The required result is each line of the entries below containing the string "query".

Records from a collection
━━━━━━━━━━━━━━━━

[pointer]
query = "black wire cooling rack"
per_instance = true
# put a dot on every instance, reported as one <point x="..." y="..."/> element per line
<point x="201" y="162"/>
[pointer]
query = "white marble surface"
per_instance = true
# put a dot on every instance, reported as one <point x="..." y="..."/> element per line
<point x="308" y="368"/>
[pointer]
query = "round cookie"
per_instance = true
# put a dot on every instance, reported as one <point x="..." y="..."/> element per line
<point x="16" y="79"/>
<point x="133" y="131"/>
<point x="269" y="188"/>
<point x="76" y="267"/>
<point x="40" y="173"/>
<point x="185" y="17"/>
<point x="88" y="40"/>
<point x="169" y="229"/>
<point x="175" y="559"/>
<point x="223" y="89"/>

━━━━━━━━━━━━━━━━

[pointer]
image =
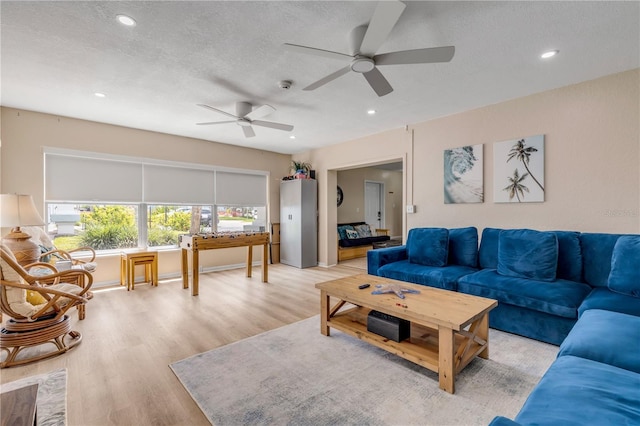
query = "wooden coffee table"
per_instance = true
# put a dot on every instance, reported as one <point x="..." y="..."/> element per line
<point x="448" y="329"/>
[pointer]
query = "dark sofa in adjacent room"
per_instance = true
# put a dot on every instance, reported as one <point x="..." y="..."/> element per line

━━━━━━━━━━━━━━━━

**THE ANSWER**
query = "black wire cooling rack"
query = "white marble surface"
query = "round cookie"
query = "wooden coffee table"
query = "dark sofa in adjacent room"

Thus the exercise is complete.